## DATA FOR THE TASK
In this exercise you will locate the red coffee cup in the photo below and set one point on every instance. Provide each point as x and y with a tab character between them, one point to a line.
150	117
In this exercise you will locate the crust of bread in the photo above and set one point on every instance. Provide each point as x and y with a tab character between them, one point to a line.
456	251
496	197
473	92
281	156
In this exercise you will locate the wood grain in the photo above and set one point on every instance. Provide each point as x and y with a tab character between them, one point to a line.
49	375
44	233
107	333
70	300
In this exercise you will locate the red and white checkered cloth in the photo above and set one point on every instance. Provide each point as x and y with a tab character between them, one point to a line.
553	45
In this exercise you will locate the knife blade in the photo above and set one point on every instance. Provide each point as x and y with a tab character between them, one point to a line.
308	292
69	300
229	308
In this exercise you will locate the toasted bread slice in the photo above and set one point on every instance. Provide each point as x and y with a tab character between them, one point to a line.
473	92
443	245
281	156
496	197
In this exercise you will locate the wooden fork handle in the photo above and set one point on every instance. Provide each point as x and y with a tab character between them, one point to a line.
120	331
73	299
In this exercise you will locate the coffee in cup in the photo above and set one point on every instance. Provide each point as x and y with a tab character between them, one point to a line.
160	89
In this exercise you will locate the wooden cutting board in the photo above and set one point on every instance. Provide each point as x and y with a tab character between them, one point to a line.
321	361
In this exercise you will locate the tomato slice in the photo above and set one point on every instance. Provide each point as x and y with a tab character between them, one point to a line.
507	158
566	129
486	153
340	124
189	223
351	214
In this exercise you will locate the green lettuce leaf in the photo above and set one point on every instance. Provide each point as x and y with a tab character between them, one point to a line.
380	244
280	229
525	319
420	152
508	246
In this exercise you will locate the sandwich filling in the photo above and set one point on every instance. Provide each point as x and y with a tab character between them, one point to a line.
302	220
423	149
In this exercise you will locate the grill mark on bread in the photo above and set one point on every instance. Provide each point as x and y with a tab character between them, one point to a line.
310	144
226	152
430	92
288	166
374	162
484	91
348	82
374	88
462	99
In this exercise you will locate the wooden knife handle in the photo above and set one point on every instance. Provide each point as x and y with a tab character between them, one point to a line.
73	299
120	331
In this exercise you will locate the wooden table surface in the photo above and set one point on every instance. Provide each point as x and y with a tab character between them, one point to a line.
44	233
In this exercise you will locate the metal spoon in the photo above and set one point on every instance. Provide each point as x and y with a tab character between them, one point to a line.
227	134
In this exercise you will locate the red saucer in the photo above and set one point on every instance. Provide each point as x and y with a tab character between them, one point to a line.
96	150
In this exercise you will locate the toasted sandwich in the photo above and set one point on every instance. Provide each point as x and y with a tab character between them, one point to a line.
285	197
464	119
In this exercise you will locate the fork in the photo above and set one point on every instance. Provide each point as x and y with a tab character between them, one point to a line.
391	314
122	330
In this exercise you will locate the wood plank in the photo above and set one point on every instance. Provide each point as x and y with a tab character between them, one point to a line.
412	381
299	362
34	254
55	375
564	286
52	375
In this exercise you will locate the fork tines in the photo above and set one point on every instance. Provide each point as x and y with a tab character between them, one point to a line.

## YOUR TASK
After reading the data, retype all of it exactly as it reads.

## TASK SOLUTION
In this exercise you will locate the red coffee cup in the photo below and set one point on every instance. Provide each point as x and y with a tab character between them, one point to a line.
150	117
In this exercise you will locate the crust of bread in the photo above and set one point on every instance. Provide each point as x and y with a tab character between them, one point to a line.
456	251
496	197
473	92
281	156
In this exercise you will locate the wood grain in the photo above and set one point on every instance. Provide each point as x and y with a tab character between them, one point to a line.
49	375
44	233
107	333
70	300
In this exercise you will locate the red and white checkered cloth in the photo above and set one point on every instance. Provide each point as x and y with a tab character between them, one point to a line.
553	45
In this exercise you will locate the knife blade in the photo above and set one point on every instance. Provide each point as x and y with a tab character between them, one point to a line.
308	292
69	300
229	308
In this exercise you will locate the toasted bread slice in the photo above and set one point on every instance. Provide each point as x and y with a tab character between them, one point to a line.
473	92
443	245
281	156
496	197
In this exercise you will locate the wooden fork handle in the photo above and set one point on every instance. Provide each point as x and y with a tab character between them, one point to a line.
120	331
73	299
In this exercise you will locate the coffee in cup in the photo above and set one point on every instance. Provide each point as x and y with a tab character between them, one point to a line.
160	89
In this exercise you will locate the wooden cutting board in the photo above and set one point on every instance. Provide each point as x and y with a tab character between them, one point to a line.
321	361
In this exercise you will locate the tomato slice in the photo above and set one point on every instance. Provide each point as x and y with a tab character between them, one point to a line.
507	158
566	129
486	153
340	124
189	223
351	214
In this exercise you will locate the green lettuce leaf in the photo above and set one point on every instance. Provide each point as x and y with a tab character between them, one point to a line.
380	244
280	229
525	319
420	152
508	246
In this exercise you will locate the sandwich filling in the photo above and set one point on every instance. Provide each point as x and y with a tab character between them, one point to a line.
302	220
423	149
In this exercise you will locate the grill mark on bread in the photo above and set one point on every instance. Provide each point as x and y with a tab character between them, one point to a line.
310	144
226	152
430	92
288	166
374	162
484	91
348	82
374	88
462	99
In this exercise you will locate the wooden knife handle in the photo above and set one point on every instance. Provide each point as x and y with a tab character between them, one point to a line.
73	299
120	331
In this exercise you will locate the wooden table surface in the photo above and set one point on every instance. Provide each point as x and y with a tab character between them, one point to a line.
44	233
In this exercise you will locate the metal spoon in the photo above and set one point on every instance. Provide each point as x and y with a tab character between them, one point to a line.
227	134
In this exercise you will locate the red saucer in the photo above and set one point on every instance. Provide each point as x and y with a tab character between them, one point to a line.
96	150
In this exercise you will locate the toasted sandwich in the photo above and set one point on every instance. Provide each point as x and y with a tab character between them, one point to a line.
285	197
464	119
In this exercise you will locate the fork in the photo above and set one point on every instance. Provide each point as x and y with a tab character between them, one point to a line.
391	314
122	330
In this exercise you will locate the wood plank in the photo above and set one point on every instance. Provide each point as x and y with a tab character between them, one point to a line.
412	381
299	362
34	254
55	375
564	286
52	375
In this exercise you will locate the fork tines in the photo above and set one point on every instance. Provide each point as x and y with a tab character between them, one point to a line.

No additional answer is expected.